— begin —

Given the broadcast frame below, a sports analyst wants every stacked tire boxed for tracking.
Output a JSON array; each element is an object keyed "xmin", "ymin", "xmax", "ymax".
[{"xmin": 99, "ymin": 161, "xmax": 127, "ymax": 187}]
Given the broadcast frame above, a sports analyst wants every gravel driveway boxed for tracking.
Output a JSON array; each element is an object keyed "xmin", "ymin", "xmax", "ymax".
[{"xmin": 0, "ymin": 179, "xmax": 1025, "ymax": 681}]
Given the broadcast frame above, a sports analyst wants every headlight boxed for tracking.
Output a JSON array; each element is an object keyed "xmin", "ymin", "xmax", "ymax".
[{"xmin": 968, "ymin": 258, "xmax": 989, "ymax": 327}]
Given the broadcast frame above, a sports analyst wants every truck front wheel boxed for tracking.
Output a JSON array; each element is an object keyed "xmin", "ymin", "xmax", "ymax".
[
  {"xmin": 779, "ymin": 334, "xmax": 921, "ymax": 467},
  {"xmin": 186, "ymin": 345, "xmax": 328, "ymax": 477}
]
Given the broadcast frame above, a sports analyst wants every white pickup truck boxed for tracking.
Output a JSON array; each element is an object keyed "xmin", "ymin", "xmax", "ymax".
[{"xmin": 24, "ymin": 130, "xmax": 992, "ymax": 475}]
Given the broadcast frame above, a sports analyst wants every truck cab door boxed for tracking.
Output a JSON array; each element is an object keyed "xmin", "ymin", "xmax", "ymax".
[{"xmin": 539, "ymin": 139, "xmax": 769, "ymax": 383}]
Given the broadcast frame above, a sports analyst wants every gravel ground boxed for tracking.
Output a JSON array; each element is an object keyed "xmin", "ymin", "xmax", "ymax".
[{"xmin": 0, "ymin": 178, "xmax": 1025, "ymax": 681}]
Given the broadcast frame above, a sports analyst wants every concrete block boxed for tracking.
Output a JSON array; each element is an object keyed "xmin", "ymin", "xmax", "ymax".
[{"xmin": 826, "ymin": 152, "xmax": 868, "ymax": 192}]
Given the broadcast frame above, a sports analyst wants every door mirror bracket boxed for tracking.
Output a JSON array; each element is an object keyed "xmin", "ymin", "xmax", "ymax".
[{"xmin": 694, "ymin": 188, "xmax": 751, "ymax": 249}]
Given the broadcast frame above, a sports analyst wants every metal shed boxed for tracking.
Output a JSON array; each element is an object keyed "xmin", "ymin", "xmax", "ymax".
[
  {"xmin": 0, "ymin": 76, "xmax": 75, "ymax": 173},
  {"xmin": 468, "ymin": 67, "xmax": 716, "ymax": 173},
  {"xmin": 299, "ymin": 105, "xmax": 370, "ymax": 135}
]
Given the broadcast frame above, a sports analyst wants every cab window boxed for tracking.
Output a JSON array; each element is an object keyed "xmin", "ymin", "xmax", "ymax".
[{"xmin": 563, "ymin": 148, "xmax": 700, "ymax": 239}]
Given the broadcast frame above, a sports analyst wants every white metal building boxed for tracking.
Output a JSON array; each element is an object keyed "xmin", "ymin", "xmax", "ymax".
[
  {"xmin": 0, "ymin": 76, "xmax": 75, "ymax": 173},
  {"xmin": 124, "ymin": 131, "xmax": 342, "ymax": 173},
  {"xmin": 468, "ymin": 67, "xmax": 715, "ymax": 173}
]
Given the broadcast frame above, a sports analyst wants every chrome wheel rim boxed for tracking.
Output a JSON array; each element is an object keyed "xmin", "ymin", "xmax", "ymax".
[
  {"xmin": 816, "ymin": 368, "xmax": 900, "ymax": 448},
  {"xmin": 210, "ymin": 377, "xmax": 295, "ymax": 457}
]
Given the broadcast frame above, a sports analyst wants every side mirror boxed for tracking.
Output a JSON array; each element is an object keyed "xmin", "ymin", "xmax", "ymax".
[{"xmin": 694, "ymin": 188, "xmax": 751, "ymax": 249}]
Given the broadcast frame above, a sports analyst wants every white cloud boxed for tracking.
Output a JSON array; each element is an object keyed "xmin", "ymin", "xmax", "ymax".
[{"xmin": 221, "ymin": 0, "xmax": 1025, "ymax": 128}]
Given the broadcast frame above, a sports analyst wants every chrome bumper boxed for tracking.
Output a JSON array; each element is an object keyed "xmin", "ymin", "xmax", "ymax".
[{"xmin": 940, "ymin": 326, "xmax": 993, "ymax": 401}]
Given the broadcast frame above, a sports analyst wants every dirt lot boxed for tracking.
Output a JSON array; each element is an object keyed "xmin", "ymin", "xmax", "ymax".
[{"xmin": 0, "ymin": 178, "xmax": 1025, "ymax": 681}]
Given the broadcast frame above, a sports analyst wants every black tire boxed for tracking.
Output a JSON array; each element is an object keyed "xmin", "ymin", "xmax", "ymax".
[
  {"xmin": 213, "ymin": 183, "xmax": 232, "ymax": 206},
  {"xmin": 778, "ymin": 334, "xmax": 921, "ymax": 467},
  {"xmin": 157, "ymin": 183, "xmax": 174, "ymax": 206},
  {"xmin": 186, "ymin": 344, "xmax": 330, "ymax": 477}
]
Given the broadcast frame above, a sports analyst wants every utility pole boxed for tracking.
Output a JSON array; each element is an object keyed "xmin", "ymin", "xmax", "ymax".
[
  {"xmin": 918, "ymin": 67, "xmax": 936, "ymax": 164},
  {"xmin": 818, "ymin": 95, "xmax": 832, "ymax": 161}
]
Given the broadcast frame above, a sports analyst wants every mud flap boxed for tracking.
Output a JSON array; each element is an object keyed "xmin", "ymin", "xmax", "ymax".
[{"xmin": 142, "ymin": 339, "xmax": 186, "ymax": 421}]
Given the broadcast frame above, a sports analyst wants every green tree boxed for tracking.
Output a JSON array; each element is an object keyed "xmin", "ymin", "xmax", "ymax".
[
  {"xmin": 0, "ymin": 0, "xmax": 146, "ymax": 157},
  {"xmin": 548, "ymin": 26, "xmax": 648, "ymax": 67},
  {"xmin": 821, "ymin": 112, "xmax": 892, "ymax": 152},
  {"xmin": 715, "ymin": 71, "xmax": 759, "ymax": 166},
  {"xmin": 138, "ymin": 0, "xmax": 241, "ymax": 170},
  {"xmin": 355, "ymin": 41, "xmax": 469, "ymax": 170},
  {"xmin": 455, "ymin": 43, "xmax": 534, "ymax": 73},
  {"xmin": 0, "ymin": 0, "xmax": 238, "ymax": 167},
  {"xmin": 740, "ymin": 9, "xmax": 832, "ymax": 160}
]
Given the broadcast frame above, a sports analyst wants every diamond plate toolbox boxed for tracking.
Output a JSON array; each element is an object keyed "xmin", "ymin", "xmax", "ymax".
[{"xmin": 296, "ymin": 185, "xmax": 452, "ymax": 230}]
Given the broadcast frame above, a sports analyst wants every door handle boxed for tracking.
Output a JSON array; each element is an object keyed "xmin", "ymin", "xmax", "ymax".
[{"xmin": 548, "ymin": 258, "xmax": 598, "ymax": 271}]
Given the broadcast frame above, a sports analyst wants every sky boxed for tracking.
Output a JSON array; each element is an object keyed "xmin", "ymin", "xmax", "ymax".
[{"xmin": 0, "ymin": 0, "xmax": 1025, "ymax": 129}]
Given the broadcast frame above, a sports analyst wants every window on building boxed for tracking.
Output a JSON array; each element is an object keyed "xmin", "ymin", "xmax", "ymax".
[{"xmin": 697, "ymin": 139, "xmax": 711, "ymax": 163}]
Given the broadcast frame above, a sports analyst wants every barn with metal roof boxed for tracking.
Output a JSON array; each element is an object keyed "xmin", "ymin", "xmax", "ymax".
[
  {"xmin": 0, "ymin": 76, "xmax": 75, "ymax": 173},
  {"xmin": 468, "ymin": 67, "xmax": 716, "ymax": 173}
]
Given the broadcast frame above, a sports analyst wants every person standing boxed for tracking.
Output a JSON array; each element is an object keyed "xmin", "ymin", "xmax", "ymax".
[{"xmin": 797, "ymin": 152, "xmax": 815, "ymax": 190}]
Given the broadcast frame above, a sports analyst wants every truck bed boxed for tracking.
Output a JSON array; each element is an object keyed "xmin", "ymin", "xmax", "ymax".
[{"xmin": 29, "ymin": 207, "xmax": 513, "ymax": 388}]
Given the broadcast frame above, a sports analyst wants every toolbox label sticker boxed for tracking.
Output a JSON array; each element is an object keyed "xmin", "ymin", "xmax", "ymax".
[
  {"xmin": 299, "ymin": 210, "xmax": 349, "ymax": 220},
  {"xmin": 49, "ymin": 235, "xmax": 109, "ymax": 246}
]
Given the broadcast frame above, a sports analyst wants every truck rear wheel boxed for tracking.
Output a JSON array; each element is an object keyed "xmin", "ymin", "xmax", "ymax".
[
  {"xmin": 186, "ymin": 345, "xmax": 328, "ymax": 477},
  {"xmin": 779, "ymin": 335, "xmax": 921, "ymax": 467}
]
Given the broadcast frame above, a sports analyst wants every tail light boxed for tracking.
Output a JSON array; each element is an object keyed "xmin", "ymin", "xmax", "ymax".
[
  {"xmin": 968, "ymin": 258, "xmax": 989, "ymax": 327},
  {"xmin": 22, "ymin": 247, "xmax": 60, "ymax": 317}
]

— end —

Locate every line of the records above that contains the string "tire" and copy each of those lines in full. Case counts.

Given the broadcast frame below, a sports analyst wants every stacked tire boxed for tracking.
Given the broadcast frame above, a sports analyst wants every black tire boxed for tracking.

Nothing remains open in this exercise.